■ **Exercise**: Show each line of the records in which the string "blurred" appears, treating uppercase and lowercase letters as distinct.

START Information provided

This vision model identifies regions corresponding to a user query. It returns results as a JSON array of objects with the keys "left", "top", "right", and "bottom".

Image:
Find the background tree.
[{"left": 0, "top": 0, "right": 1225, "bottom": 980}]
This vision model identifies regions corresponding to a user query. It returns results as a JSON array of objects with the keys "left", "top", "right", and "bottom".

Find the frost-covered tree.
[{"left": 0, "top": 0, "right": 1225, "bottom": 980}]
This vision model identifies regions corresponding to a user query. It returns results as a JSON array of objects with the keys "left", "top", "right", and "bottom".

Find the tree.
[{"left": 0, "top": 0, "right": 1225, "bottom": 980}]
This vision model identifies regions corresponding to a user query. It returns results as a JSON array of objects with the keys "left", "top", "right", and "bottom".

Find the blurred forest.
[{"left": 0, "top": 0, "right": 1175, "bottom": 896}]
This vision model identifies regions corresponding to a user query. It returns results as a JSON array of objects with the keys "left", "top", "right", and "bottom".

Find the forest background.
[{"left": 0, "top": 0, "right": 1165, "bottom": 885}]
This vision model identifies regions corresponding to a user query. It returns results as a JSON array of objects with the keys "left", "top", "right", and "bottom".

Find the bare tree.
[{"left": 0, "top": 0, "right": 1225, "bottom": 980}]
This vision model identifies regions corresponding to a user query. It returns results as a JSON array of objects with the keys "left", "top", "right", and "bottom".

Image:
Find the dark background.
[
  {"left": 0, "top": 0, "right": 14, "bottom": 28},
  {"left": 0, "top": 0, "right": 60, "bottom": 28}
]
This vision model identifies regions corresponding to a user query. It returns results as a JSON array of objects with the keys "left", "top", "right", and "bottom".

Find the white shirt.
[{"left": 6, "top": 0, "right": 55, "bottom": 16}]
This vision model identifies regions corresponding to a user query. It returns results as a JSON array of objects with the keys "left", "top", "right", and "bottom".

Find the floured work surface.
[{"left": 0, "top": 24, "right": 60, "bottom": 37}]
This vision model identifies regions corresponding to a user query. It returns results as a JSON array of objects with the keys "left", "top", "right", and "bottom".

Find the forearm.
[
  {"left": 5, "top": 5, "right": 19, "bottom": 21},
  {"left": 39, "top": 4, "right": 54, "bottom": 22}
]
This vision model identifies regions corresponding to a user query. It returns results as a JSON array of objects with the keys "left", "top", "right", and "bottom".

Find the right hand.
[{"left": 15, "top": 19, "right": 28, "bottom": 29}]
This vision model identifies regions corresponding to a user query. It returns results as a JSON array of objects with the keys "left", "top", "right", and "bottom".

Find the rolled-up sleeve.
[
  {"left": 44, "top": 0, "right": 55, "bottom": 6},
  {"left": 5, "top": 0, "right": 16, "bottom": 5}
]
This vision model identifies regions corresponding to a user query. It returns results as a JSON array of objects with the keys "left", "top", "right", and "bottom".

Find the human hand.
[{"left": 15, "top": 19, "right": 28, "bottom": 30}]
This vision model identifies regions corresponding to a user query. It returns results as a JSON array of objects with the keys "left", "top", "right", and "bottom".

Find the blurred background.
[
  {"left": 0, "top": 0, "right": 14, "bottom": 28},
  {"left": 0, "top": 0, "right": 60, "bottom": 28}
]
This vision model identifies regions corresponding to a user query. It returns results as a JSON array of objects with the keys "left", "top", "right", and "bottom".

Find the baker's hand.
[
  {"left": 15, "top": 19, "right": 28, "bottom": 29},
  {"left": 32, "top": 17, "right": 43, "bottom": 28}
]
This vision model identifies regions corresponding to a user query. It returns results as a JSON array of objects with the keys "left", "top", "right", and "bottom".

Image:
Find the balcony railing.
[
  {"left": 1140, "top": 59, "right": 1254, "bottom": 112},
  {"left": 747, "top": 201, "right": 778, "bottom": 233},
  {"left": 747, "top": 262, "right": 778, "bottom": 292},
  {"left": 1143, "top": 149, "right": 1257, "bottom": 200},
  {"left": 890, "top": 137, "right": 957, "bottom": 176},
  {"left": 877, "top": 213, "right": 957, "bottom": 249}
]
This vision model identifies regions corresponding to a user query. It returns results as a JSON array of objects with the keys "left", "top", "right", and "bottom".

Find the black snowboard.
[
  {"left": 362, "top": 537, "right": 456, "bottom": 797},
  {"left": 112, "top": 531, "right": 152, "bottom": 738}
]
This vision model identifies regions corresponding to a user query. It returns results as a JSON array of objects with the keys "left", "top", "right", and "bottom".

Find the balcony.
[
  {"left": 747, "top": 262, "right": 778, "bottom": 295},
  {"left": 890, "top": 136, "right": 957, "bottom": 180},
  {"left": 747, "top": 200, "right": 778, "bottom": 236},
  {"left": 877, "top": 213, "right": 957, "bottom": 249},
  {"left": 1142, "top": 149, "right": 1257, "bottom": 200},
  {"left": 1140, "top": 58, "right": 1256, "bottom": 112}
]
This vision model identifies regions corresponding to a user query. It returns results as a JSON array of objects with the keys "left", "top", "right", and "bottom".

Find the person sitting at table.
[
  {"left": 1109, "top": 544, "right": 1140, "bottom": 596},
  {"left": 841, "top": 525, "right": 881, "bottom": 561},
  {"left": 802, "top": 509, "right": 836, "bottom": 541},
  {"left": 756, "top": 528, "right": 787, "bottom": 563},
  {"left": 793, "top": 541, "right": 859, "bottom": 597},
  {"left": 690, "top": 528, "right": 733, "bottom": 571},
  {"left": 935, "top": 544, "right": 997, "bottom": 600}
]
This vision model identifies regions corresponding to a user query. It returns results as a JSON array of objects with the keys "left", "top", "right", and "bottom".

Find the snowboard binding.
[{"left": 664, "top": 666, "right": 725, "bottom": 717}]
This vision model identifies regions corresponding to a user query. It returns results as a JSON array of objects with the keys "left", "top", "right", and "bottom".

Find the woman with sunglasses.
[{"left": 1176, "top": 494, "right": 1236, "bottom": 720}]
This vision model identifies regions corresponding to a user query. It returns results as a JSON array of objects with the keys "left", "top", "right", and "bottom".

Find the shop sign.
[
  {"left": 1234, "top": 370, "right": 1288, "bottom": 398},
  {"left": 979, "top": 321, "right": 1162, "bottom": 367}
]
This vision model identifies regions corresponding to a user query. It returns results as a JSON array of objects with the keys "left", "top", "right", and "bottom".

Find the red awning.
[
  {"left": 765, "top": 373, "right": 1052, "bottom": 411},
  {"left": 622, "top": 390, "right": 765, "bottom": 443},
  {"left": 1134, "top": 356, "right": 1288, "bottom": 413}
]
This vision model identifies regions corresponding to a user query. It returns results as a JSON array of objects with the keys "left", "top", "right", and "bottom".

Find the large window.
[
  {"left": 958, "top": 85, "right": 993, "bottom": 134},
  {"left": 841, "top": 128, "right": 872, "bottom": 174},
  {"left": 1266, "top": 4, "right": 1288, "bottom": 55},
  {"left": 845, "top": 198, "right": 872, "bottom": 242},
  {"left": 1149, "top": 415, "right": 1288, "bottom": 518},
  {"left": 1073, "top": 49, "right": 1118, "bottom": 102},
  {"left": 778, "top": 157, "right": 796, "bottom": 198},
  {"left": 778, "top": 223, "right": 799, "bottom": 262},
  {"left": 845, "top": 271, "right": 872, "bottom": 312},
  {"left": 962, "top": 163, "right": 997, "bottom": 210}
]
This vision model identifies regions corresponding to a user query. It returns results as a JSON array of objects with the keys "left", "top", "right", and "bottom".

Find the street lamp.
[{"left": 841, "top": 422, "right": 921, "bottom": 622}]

END Information provided

■ **Correct answer**:
Find the blurred forest.
Find the blurred background.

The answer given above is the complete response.